▸ Trecho do documento
--------------------------------
Temo. O futuro de fogo, o diário acabado, a missa sem fim.

No peito que rasga ainda cabe a moldura de mil (des)encontros. Orgulho. Até que não caiba.


O vento te leva.
Me refugio à beira do mar, e me ponho a encher outros baldes d'água para os novos incêndios.
O vinho e as flores ficaram sobre a mesa e a saudade já desembarca no cais.

terça-feira, 23 de setembro de 2008

Fotografia

A briga contra o transitório, renegando o adeus, ferida aberta do ontem.
Memória sólida e pálida, passo que se distancia latente e líquido.
Fatia de vida roubada das horas. Em minhas mãos, já frias.
Não me canso de cansar meus olhos sozinhos sobre nossos velhos adornos.

Não me lembro mais. É distante, irreal, traiçoeiro. Não me lembro. Não fiz.
Enquanto enxergo seus olhares tristonhos de ontem, esmagados e estáticos, mirando o infinito, a mágica do tempo reconstrói suas lágrimas em gozo, em algum outro lugar do universo de nós.

Eu sei. O presente seduz pela imortalidade do que já foi, mas o coração não resiste às tantas perdas e a sonhos brandos demais.
O futuro chegou, mármore frio, mas não chegamos inteiros a ele. Pena.

O que fizemos são fotos, e o pôr-do-sol de hoje é preto-e-branco.

segunda-feira, 15 de setembro de 2008

Cálice

Sonhos profundos molhavam sua mente, como raro sentia, e os raios de sol vieram trazê-lo ao novo dia. Era domingo.
--------------------------------
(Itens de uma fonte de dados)

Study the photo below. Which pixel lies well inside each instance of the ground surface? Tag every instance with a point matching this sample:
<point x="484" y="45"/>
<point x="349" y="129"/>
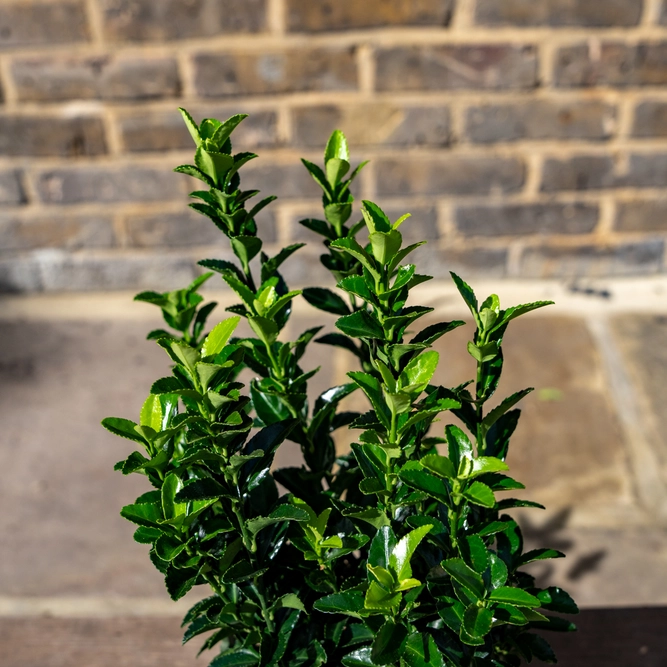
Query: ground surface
<point x="591" y="445"/>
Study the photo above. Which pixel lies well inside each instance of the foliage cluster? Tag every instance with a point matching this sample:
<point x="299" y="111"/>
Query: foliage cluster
<point x="397" y="553"/>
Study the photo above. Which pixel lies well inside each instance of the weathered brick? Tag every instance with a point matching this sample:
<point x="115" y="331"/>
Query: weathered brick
<point x="558" y="13"/>
<point x="373" y="124"/>
<point x="11" y="188"/>
<point x="151" y="20"/>
<point x="450" y="175"/>
<point x="612" y="64"/>
<point x="308" y="16"/>
<point x="541" y="119"/>
<point x="34" y="23"/>
<point x="526" y="219"/>
<point x="626" y="259"/>
<point x="641" y="216"/>
<point x="19" y="274"/>
<point x="286" y="71"/>
<point x="163" y="131"/>
<point x="596" y="172"/>
<point x="467" y="262"/>
<point x="71" y="185"/>
<point x="185" y="229"/>
<point x="650" y="119"/>
<point x="61" y="271"/>
<point x="71" y="232"/>
<point x="453" y="67"/>
<point x="583" y="172"/>
<point x="51" y="136"/>
<point x="103" y="77"/>
<point x="287" y="180"/>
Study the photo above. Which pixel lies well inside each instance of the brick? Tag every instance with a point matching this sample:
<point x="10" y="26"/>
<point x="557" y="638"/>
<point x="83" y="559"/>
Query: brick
<point x="185" y="229"/>
<point x="308" y="16"/>
<point x="612" y="64"/>
<point x="526" y="219"/>
<point x="104" y="77"/>
<point x="288" y="181"/>
<point x="63" y="272"/>
<point x="19" y="274"/>
<point x="650" y="119"/>
<point x="36" y="23"/>
<point x="596" y="172"/>
<point x="11" y="188"/>
<point x="271" y="72"/>
<point x="450" y="175"/>
<point x="467" y="262"/>
<point x="383" y="124"/>
<point x="41" y="136"/>
<point x="72" y="232"/>
<point x="590" y="261"/>
<point x="556" y="13"/>
<point x="148" y="20"/>
<point x="541" y="119"/>
<point x="587" y="172"/>
<point x="455" y="67"/>
<point x="164" y="131"/>
<point x="71" y="185"/>
<point x="641" y="216"/>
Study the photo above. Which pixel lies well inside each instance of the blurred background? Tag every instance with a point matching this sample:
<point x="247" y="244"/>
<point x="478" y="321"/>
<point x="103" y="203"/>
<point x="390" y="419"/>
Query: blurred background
<point x="528" y="138"/>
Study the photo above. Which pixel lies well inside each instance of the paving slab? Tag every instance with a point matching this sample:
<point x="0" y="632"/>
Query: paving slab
<point x="568" y="448"/>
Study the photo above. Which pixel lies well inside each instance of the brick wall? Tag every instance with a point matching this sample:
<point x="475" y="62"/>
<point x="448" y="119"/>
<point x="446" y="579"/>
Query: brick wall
<point x="527" y="137"/>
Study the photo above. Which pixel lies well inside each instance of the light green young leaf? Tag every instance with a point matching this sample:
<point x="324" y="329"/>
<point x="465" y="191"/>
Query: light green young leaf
<point x="217" y="339"/>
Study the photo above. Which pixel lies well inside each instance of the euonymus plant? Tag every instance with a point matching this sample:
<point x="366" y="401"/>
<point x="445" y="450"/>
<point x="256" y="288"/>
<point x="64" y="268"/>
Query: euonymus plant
<point x="399" y="552"/>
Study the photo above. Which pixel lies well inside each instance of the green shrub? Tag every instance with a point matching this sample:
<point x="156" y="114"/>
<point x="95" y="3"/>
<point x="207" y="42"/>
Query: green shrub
<point x="392" y="554"/>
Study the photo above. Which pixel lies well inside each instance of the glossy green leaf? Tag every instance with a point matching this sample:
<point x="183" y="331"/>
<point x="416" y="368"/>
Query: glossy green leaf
<point x="556" y="599"/>
<point x="389" y="643"/>
<point x="515" y="596"/>
<point x="422" y="651"/>
<point x="350" y="603"/>
<point x="480" y="494"/>
<point x="385" y="245"/>
<point x="402" y="553"/>
<point x="465" y="575"/>
<point x="217" y="339"/>
<point x="281" y="513"/>
<point x="459" y="444"/>
<point x="477" y="620"/>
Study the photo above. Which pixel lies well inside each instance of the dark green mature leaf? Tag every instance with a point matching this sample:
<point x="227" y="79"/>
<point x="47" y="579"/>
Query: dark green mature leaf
<point x="477" y="620"/>
<point x="281" y="513"/>
<point x="325" y="300"/>
<point x="515" y="596"/>
<point x="200" y="489"/>
<point x="360" y="325"/>
<point x="467" y="293"/>
<point x="389" y="643"/>
<point x="480" y="494"/>
<point x="359" y="658"/>
<point x="244" y="657"/>
<point x="422" y="651"/>
<point x="558" y="600"/>
<point x="459" y="444"/>
<point x="466" y="576"/>
<point x="350" y="603"/>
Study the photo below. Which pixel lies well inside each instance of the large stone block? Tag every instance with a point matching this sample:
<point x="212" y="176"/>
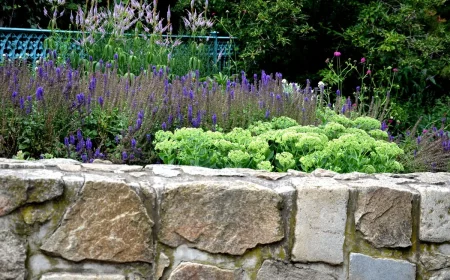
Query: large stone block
<point x="79" y="276"/>
<point x="367" y="268"/>
<point x="320" y="220"/>
<point x="20" y="187"/>
<point x="434" y="213"/>
<point x="108" y="222"/>
<point x="220" y="216"/>
<point x="195" y="271"/>
<point x="384" y="216"/>
<point x="272" y="270"/>
<point x="12" y="257"/>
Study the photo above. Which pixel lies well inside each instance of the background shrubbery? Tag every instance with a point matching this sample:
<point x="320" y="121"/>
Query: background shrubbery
<point x="119" y="96"/>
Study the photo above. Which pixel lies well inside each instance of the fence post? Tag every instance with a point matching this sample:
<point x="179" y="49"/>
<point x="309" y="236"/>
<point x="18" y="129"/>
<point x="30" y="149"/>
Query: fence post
<point x="216" y="45"/>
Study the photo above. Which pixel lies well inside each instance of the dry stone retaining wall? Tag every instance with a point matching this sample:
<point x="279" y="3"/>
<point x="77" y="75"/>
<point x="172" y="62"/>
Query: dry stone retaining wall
<point x="60" y="219"/>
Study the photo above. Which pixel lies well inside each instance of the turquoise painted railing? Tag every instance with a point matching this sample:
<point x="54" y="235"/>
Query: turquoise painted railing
<point x="29" y="43"/>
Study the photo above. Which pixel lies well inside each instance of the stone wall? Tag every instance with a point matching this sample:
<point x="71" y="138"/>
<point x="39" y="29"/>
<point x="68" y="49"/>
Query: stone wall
<point x="60" y="219"/>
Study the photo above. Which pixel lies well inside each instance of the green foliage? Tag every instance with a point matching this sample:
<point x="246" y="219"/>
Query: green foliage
<point x="411" y="35"/>
<point x="268" y="27"/>
<point x="331" y="146"/>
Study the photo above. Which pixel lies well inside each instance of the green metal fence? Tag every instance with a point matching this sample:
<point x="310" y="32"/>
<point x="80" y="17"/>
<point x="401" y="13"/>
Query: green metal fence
<point x="29" y="43"/>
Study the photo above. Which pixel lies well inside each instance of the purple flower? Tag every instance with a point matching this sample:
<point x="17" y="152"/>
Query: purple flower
<point x="97" y="153"/>
<point x="190" y="113"/>
<point x="100" y="101"/>
<point x="88" y="144"/>
<point x="79" y="135"/>
<point x="138" y="123"/>
<point x="80" y="98"/>
<point x="84" y="158"/>
<point x="141" y="114"/>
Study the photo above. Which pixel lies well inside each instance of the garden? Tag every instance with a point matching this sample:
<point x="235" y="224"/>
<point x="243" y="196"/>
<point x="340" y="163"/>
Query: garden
<point x="134" y="92"/>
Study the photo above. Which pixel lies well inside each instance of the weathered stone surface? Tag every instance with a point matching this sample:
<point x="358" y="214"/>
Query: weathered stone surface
<point x="319" y="172"/>
<point x="163" y="263"/>
<point x="220" y="216"/>
<point x="320" y="220"/>
<point x="19" y="187"/>
<point x="37" y="214"/>
<point x="367" y="268"/>
<point x="203" y="171"/>
<point x="384" y="216"/>
<point x="165" y="171"/>
<point x="273" y="176"/>
<point x="69" y="167"/>
<point x="443" y="274"/>
<point x="433" y="178"/>
<point x="195" y="271"/>
<point x="77" y="276"/>
<point x="57" y="161"/>
<point x="108" y="222"/>
<point x="117" y="168"/>
<point x="272" y="270"/>
<point x="352" y="176"/>
<point x="12" y="257"/>
<point x="20" y="164"/>
<point x="434" y="213"/>
<point x="433" y="261"/>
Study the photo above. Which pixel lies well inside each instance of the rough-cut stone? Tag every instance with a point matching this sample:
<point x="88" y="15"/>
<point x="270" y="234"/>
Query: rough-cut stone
<point x="352" y="176"/>
<point x="57" y="161"/>
<point x="108" y="222"/>
<point x="77" y="276"/>
<point x="69" y="167"/>
<point x="163" y="263"/>
<point x="272" y="270"/>
<point x="220" y="216"/>
<point x="203" y="171"/>
<point x="384" y="216"/>
<point x="111" y="167"/>
<point x="320" y="220"/>
<point x="367" y="268"/>
<point x="319" y="172"/>
<point x="162" y="170"/>
<point x="12" y="257"/>
<point x="434" y="213"/>
<point x="443" y="274"/>
<point x="297" y="173"/>
<point x="273" y="176"/>
<point x="195" y="271"/>
<point x="434" y="178"/>
<point x="18" y="188"/>
<point x="433" y="261"/>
--------------------------------
▸ Conjunto de tarefas
1. Enumere tudo o que o trecho lista logo após a palavra "Temo." em sua primeira linha.
2. Devolva, sem alterações, a passagem do trecho que vai de "Memória sólida e" até "hoje é preto-e-branco.", inclusive.
3. Retome o trecho de prosa poética sobre memória e perda, dando-lhe continuidade a partir da última frase apresentada.

▸ Respostas fornecidas
1.
- O futuro de fogo
- O diário acabado
- A missa sem fim

2.
Memória sólida e pálida, passo que se distancia latente e líquido.
Fatia de vida roubada das horas. Em minhas mãos, já frias.
Não me canso de cansar meus olhos sozinhos sobre nossos velhos adornos.

Não me lembro mais. É distante, irreal, traiçoeiro. Não me lembro. Não fiz.
Enquanto enxergo seus olhares tristonhos de ontem, esmagados e estáticos, mirando o infinito, a mágica do tempo reconstrói suas lágrimas em gozo, em algum outro lugar do universo de nós.

Eu sei. O presente seduz pela imortalidade do que já foi, mas o coração não resiste às tantas perdas e a sonhos brandos demais.
O futuro chegou, mármore frio, mas não chegamos inteiros a ele. Pena.

O que fizemos são fotos, e o pôr-do-sol de hoje é preto-e-branco.

3.
O quarto em pedaços, que eram dele e não eram, rejeitava a beleza da aurora que surgia esplêndida lá fora.
Há tempos não conseguia mais despertar e seguir deitado na cama, como havia feito muito e bem. Se lembra que acordava sem medo do correr das horas e sem abrir os olhos permanecia vivendo seus sonhos, considerando hipóteses, deflagrando corações. Costumava sorrir.
Hoje, acordava vestido com a melancolia de sempre, que não era dele, mas ele próprio. Vestia os chinelos, paralelos sob a cama, e ainda envolto em seus cobertores brancos caminhava insone pelo corredor.
Ignorava o espelho.
Os cabelos desarrumados lhe faziam bem, a barba não fazia. Era domingo.

Tentou enxergar sentido em sua coleção de ausências, na ignorância das cartas que não sentia mais, nas lembranças sem cor. As cores ficaram com ela. Ficaram com ele as dores.
Hoje, enquanto ele mastiga o silêncio, ela sorri com vinho tinto e amigos nobres.

Era domingo. Dormia.
Os dias viriam pra encobrir as feridas, como manda o tempo, mas seus sorrisos inférteis seriam o rosto da falta.

Velhos estigmas não o abandonam. Insistem ecoando vadios por-entre as horas, mas não podem ser sentidos em apertos de mão.


É segunda.

segunda-feira, 8 de setembro de 2008

Raízes

"As formas das nuvens formam esqueletos guerreiros de espadas na mão.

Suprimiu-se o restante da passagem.